--- Exercise prompt ---
Transcribe the passage of the artist profile below from "Raunaq Bahl (b." to "places, and things.", without changing a word.

--- Source text ---
..............................

Raunaq's Art Profile

Raunaq's Art Profile

Raunaq Bahl (b. 1999, India) is a visual artist and writer currently living and working in Sydney, Australia. Born and brought up in New Delhi, he writes in English, Hindustani, and often, a mix of both. His intimate work explores themes of longing, distance, and love, time and again inspired by the tender canvas of everyday life. When not haunting local bookstores or scribbling haikus on paper napkins, you would find him hoarding postcards, catching stillness, or simply dreaming about people, places, and things.

..............................

--- Data shown ---
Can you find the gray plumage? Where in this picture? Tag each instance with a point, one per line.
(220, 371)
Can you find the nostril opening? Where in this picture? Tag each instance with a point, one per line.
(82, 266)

..............................

--- Result ---
Raunaq Bahl (b. 1999, India) is a visual artist and writer currently living and working in Sydney, Australia. Born and brought up in New Delhi, he writes in English, Hindustani, and often, a mix of both. His intimate work explores themes of longing, distance, and love, time and again inspired by the tender canvas of everyday life. When not haunting local bookstores or scribbling haikus on paper napkins, you would find him hoarding postcards, catching stillness, or simply dreaming about people, places, and things.